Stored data

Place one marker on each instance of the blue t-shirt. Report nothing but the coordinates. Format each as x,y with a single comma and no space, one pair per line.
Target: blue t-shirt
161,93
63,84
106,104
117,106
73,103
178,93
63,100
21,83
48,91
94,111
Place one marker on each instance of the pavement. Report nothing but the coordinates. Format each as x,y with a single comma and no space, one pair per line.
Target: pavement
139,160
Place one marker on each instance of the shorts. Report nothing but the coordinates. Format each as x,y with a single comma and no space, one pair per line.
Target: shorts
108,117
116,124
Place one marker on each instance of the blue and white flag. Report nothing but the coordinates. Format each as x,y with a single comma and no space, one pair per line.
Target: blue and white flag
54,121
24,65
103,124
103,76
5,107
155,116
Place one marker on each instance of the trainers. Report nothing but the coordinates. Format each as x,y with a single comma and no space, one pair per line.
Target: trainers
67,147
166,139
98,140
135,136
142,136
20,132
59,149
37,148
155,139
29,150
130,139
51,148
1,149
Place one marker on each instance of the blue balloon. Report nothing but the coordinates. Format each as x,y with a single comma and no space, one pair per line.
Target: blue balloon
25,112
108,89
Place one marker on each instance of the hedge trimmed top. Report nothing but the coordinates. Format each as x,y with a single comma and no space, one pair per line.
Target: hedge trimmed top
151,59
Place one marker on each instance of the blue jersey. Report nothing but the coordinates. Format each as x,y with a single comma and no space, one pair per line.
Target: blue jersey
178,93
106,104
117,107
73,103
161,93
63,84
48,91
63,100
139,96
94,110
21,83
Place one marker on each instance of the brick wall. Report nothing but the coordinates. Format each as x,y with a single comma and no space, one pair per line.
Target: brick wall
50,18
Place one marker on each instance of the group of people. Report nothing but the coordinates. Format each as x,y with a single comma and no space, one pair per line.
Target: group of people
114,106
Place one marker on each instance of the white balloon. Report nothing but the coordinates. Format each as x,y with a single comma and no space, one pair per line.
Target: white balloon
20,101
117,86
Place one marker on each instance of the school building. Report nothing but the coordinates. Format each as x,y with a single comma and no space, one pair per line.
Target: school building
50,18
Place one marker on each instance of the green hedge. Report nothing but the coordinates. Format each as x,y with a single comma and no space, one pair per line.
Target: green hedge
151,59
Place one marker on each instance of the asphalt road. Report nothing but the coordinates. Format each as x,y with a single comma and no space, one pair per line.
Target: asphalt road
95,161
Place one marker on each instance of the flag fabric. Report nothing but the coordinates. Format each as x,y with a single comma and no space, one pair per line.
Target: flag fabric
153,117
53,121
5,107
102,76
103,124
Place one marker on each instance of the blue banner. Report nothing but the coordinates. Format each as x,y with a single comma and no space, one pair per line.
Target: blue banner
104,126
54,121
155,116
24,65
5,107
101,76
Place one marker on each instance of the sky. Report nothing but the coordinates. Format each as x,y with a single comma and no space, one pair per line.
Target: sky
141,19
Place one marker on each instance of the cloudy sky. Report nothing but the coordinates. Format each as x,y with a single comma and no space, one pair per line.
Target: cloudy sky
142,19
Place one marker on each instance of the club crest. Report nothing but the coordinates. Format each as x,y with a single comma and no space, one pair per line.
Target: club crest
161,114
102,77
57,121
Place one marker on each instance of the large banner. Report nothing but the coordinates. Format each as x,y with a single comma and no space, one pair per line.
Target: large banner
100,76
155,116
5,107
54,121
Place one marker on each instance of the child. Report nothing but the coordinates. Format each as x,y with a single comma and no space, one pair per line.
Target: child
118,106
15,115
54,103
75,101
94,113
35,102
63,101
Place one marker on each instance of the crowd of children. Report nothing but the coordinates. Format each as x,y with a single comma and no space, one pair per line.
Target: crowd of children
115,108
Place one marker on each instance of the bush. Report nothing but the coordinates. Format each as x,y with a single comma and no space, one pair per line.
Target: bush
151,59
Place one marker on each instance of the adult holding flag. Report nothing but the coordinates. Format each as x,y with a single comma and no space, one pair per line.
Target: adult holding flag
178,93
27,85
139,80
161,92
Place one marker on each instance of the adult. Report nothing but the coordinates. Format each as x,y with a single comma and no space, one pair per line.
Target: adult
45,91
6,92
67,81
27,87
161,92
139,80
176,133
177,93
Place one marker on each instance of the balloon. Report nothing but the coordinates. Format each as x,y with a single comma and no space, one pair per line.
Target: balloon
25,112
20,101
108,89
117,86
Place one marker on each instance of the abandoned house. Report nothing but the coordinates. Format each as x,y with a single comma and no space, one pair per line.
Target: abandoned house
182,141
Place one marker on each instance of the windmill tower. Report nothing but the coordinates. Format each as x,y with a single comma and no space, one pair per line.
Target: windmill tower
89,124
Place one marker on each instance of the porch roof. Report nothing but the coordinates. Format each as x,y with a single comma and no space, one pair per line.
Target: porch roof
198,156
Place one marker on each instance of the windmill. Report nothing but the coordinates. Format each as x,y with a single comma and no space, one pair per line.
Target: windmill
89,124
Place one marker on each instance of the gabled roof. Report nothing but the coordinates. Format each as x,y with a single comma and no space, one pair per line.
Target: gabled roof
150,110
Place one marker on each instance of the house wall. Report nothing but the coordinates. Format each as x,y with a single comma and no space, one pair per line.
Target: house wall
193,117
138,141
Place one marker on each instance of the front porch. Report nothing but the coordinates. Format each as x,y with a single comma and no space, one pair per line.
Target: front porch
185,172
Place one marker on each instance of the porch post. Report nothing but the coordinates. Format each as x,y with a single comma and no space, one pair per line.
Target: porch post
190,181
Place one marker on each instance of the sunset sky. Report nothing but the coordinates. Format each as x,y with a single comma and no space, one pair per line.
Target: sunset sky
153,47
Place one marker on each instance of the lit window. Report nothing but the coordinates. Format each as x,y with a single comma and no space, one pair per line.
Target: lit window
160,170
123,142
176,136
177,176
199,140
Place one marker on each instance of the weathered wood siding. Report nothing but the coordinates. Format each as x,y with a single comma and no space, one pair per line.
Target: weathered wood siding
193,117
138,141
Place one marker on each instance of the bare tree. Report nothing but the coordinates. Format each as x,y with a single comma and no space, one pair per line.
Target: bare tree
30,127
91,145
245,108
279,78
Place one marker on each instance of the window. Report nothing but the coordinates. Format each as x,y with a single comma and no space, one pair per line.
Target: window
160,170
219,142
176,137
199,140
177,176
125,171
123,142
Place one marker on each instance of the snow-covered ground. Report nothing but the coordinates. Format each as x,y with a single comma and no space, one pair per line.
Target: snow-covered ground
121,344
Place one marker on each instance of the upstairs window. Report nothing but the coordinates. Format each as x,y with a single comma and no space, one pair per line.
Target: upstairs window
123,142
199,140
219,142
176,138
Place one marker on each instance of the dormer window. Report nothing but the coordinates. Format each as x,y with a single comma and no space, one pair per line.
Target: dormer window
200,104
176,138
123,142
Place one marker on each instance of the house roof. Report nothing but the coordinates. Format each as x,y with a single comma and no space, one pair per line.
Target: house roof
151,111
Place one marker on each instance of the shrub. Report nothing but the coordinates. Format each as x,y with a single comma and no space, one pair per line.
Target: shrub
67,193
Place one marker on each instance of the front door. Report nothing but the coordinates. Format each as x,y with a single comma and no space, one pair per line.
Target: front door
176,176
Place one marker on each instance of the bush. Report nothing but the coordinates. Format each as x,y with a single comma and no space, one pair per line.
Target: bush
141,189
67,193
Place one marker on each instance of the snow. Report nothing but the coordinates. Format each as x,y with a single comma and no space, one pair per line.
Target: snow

Task description
Having read the records above, reproduce each one exactly.

Result for this task
Place one marker on each instance of the blue t-shirt. Report nothing but the coordinates. Format each as x,y with a single comma and no space, one pair per line.
Target: blue t-shirt
161,93
63,84
106,104
117,106
73,103
178,93
63,100
21,83
48,91
94,111
Place one marker on each instance of the pavement. Report nothing but the coordinates. Format each as x,y with a single comma and no space, one pair per line.
Target: pavement
139,160
Place one marker on each instance of the shorts. Report nothing but the coordinates. Format each as x,y with a single comma and no space, one pair per line.
Target: shorts
108,117
116,124
Place one marker on each instance of the blue and white flag. Report nothing but the coordinates. Format each as x,y with a single comma and no space, one pair per line.
Target: blue and white flag
54,121
24,65
103,124
103,76
5,107
155,116
Place one marker on each instance of the trainers. Report nothing but the coordinates. Format each as x,y with a single comma and no space, one pair per line.
Target: trainers
67,147
166,139
98,140
135,136
142,136
20,132
59,149
37,148
155,139
29,150
130,139
51,148
1,149
Place one marker on each instance of the blue balloon. Report nothing but the coordinates. Format each as x,y with a single comma and no space, one pair per line.
Target: blue balloon
25,112
108,89
Place one marker on each instance of the hedge trimmed top. Report nothing but the coordinates. Format each as x,y with a single comma and no space, one pair per line.
Target: hedge trimmed top
151,59
Place one marker on each instance of the blue jersey. Report nothing but the coordinates. Format each as x,y with a single comma and no space, one pair per line.
Target: blue jersey
178,93
106,104
117,107
73,103
161,93
63,84
48,91
63,100
139,96
94,110
21,83
Place one marker on each instance of the brick wall. Report nothing but the coordinates. Format each as x,y with a single comma and no space, one pair per line.
Target: brick wall
50,18
Place one marker on each instance of the group of people. Report nothing but the coordinates. Format each as x,y with a single comma and no space, one pair per line.
Target: group of people
114,106
Place one marker on each instance of the white balloon. Report nothing but the coordinates. Format each as x,y with a single comma and no space, one pair per line.
Target: white balloon
20,101
117,86
Place one marker on each instance of the school building. Report nothing but the coordinates. Format each as x,y with a single comma and no space, one pair per line.
Target: school building
50,18
Place one marker on each instance of the green hedge. Report nothing but the coordinates. Format each as x,y with a single comma and no space, one pair per line.
Target: green hedge
151,59
Place one marker on each instance of the asphalt road. Report nothing but the coordinates. Format each as x,y with a single comma and no space, one pair per line.
Target: asphalt road
95,161
Place one marker on each instance of the flag fabric. Report nothing but the coordinates. Format each as x,y with a single comma and no space, one pair per line.
Target: flag fabric
153,117
53,121
5,107
102,76
103,124
Place one marker on each instance of the blue banner. Report nothing but the coordinates. Format each as x,y with a single comma and no space, one pair per line.
Target: blue banner
104,126
54,121
155,116
24,65
5,107
101,76
Place one marker on each instance of the sky. Report nothing but the coordinates. Format each as x,y with a single comma and no space, one pair per line.
Target: sky
141,19
Place one marker on each instance of the cloudy sky. Report nothing but the coordinates. Format each as x,y with a single comma and no space, one pair per line.
Target: cloudy sky
142,19
Place one marker on each instance of the club crest. Report nothing but the coordinates. Format each as x,y with a single comma and no space, one pair per line.
Target: club crest
161,114
102,77
57,121
Place one marker on each instance of the large banner. Report nothing but the coordinates. Format each as x,y with a single comma and no space, one pair per line.
Target: large banner
100,76
155,116
5,107
54,121
Place one marker on each instance of the child. Report nothing but the coordinates. Format each as x,y with a single comma and no space, one pair per line.
Target: child
118,106
15,115
54,103
75,101
94,113
35,102
63,101
Place one marker on each instance of the crowd of children. Report nothing but the coordinates. Format each as x,y with a single comma and no space, one pair per line.
Target: crowd of children
115,108
Place one marker on each instance of the bush. Report nothing but the coordinates. Format each as x,y with a single comma and no space, one pair per line.
Target: bush
151,59
Place one marker on each instance of the adult holding flag. Report nothing but the coordinates. Format each as x,y with a single comma and no space, one pair per line.
Target: adult holding flag
178,93
27,85
139,80
161,92
Place one marker on each instance of the adult. Report nothing but the coordinates. Format each as x,y with a single comma and no space, one pair per line.
Target: adult
45,91
6,92
67,81
27,87
161,92
139,80
176,133
177,93
Place one marker on each instance of the balloon. Report nothing but the coordinates. Format each as x,y with a single comma and no space, one pair per line.
Target: balloon
25,112
20,101
108,89
117,86
Place one marker on each instance of the abandoned house. Report nothing but the coordinates. Format each as x,y with a single comma and no space, one pair per line.
Target: abandoned house
182,141
Place one marker on each instance of the windmill tower. Report nothing but the coordinates. Format each as x,y with a single comma and no space, one pair per line.
Target: windmill tower
89,124
Place one marker on each instance of the porch roof. Report nothing but the coordinates. Format each as x,y with a single comma and no space, one pair per line.
Target: porch roof
198,156
Place one marker on each instance of the windmill. Report nothing but the coordinates. Format each as x,y with a single comma and no space, one pair per line.
Target: windmill
89,124
Place one marker on each instance of the gabled roof. Report nothing but the coordinates. Format each as x,y with a single comma and no space, one pair per line.
Target: gabled roof
150,110
Place one marker on each instance of the house wall. Report nothing but the coordinates. Format each as x,y with a single comma and no space, one pair per line.
Target: house wall
193,117
138,141
Place one marker on each instance of the front porch. Report nothing but the coordinates. Format each as x,y with a single comma and no space, one pair per line.
Target: front porch
185,172
Place one marker on each instance of the porch post. Report nothing but the coordinates. Format each as x,y with a single comma and no space, one pair per line.
Target: porch post
190,181
Place one marker on each instance of the sunset sky. Report nothing but the coordinates. Format each as x,y with a single comma and no space, one pair per line.
Target: sunset sky
153,47
Place one marker on each instance of the lit window. Report nothing but the coordinates. Format each as x,y with a single comma and no space, one pair per line.
Target: lit window
160,170
123,142
176,136
177,176
199,140
Place one marker on each instance of the weathered wood siding. Report nothing but the coordinates. Format each as x,y with a single comma and no space, one pair per line.
Target: weathered wood siding
193,117
138,141
Place one marker on each instance of the bare tree. Report nothing but the coordinates. Format each as x,y with a single comma and no space, one pair per line.
Target: bare tree
30,127
91,145
245,108
279,78
Place one marker on each instance of the window. Report nothing but the coordinates. Format each as x,y with a single comma and no space, one pair per line.
Target: window
160,170
219,142
176,137
199,140
177,176
125,171
123,142
Place one marker on each instance of the snow-covered ground. Report nothing but the coordinates. Format each as x,y with a single comma and no space, one pair per line.
Target: snow-covered ground
121,344
Place one marker on each instance of the upstairs window. Report nothing but the coordinates. Format each as x,y with a single comma and no space, one pair per line.
Target: upstairs window
123,142
199,140
219,142
176,138
Place one marker on each instance of the dormer window. Report nothing but the coordinates. Format each as x,y with a single comma and no space, one pair per line.
Target: dormer window
200,104
176,138
123,142
Place one marker on each instance of the house roof. Report nothing but the coordinates. Format each as x,y with a single comma and no space, one pair per line.
Target: house roof
151,111
Place one marker on each instance of the shrub. Report nothing but the coordinates. Format each as x,y with a single comma and no space, one pair per line.
Target: shrub
67,193
Place one marker on each instance of the front door. Report nothing but the coordinates. Format each as x,y with a single comma and no space, one pair per line.
Target: front door
176,176
Place one marker on each instance of the bush. Report nothing but the coordinates. Format each as x,y with a single comma and no space, one pair per line.
Target: bush
141,189
67,193
Place one marker on each instance of the snow. Report nothing but the coordinates. Format each as x,y with a single comma and no space, one pair per line.
Target: snow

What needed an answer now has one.